Extract
************

# "Solder Buddy" Jig for soldering PCBs



## FistJr (Nov 11, 2014)

This past winter my daughter and I began soldering up four of Halstaff's great Frankenstein prop controller boards. As anyone that's ever tried to solder up a PCB knows, humans are simply one hand short to make soldering easy. My thirteen year old daughter was making one of the Frankenstein board as part of a school project, so I wanted to try and make the soldering mechanics as easy as possible for her. The result was a very simple jig/frame that worked surprisingly well. I thought I'd share it in case anyone else could benefit.

The concept is to make a small wooden frame that the PBC board can barely fit inside. Here's the frame with a completed PCB board inside so you can see how tight it is. I used a 3/4" x 3/4" trim board for the frame.










On one side of the frame I put a thin (1/8") flat panel (the back of a wooden clipboard), and cut out an opening that was slightly smaller than the opening in the frame. This creates a lip/ridge that holds the PCB board in place when it is placed in the frame, but also allows access to the backside of the PCB board. Here's a picture from the opposite side (the ridge will be easier to see in other pictures):










Once the frame is done, just drop your components into the PCB board. The leads will go through to the backside and be dangling loose within the PCB board. You can put all of the components in at once, but I found it easier to do it in two stages -- first all of the very low/short components (resistors, diodes, IC sockets, etc.) and then after those have been fully soldered a second phase with the taller components (regulators, capacitors, etc.). Drop the PCB into the frame once you have the components placed -- the back plate (lip) will catch the PCB board on the edges, but allow the leads to pass through the opening. Here's a pic:










Now, cut a piece of 1" thick foam to fit exactly within the frame. Place it directly on top of the components and push it straight down. This will put force on the components to hold them in place. Put another wood panel on top of the foam and secure it with rubber bands:



















(continued in next message)


----------



## FistJr (Nov 11, 2014)

************

Supplied material
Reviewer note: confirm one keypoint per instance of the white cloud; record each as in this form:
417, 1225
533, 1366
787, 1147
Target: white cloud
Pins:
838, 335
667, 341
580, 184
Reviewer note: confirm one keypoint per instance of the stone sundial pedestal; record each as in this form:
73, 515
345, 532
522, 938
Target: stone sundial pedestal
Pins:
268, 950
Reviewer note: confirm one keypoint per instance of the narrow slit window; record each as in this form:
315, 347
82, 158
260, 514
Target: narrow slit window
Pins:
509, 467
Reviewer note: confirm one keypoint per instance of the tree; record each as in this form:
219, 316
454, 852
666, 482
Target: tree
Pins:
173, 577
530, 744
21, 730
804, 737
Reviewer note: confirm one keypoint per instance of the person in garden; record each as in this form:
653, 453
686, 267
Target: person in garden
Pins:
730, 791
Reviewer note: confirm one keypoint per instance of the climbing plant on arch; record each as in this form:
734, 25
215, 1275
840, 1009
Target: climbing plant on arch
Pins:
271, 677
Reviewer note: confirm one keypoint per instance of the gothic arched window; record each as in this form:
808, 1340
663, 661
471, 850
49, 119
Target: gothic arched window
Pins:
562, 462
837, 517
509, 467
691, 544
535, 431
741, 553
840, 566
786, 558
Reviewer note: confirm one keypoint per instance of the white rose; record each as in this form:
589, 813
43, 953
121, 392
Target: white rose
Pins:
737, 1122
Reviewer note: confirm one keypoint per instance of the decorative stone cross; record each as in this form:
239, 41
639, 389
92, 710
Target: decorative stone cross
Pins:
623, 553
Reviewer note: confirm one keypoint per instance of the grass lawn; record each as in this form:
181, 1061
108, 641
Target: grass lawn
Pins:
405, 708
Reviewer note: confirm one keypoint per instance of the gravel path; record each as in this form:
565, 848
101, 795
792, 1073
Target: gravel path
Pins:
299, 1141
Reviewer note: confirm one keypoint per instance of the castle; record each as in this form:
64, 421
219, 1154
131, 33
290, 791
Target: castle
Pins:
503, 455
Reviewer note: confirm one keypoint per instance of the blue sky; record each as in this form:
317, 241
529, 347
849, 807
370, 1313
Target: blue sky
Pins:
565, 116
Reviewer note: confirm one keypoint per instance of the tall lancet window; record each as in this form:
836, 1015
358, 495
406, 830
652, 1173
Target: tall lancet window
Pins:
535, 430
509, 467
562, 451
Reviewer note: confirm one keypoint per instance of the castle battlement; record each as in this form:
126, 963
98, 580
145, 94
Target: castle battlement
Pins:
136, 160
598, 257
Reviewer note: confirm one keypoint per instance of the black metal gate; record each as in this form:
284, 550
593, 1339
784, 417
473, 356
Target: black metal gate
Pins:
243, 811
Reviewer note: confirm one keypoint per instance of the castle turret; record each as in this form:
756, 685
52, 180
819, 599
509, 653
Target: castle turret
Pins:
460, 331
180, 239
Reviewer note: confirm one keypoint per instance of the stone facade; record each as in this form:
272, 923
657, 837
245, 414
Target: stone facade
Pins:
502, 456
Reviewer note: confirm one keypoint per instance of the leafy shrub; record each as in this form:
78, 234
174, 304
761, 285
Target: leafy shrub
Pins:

************

List of tasks
• 1. Pull out every row that contains the string "slit".
• 2. Carry the forum thread on the PCB soldering jig forward from the point where it stops.

Expected responses
• 1.
Reviewer note: confirm one keypoint per instance of the narrow slit window; record each as in this form:
Target: narrow slit window

• 2.
*Solder Buddy jig, continued...*

(continued)

Here's the frame flipped over:










Note the "lip" that holds the PCB in place -- it is wide enough (about 1/8" or 1/16" overhand on the inner opening) to hold the PCB in, but not so wide that it blocks the leads near the edges. At this point, the rubber bands and cover plate put pressure on and compress the foam rubber, which securely holds the components in place. You can carry the frame around without the components falling out, and can set it down and solder the leads in place easily. If you want, you can solder half of the components in, put it on a shelf, and come back the next day to finish the job. I've found it to be remarkably handy. Here's my daughter soldering up one of Halstaff's Frankenstein boards:



















Once the components are all soldered in, clip the leads, pop out of the frame, and voila!










If you only have a single board to solder and are fairly fluent in soldering, making the frame may not be worth the effort. But if you have multiple boards to solder and can reuse the frame (or if you have a 13 year old daughter you're trying to get into Haunting...), it really does make the process a lot easier and a lot faster.

- John


----------



## David_AVD (Nov 9, 2012)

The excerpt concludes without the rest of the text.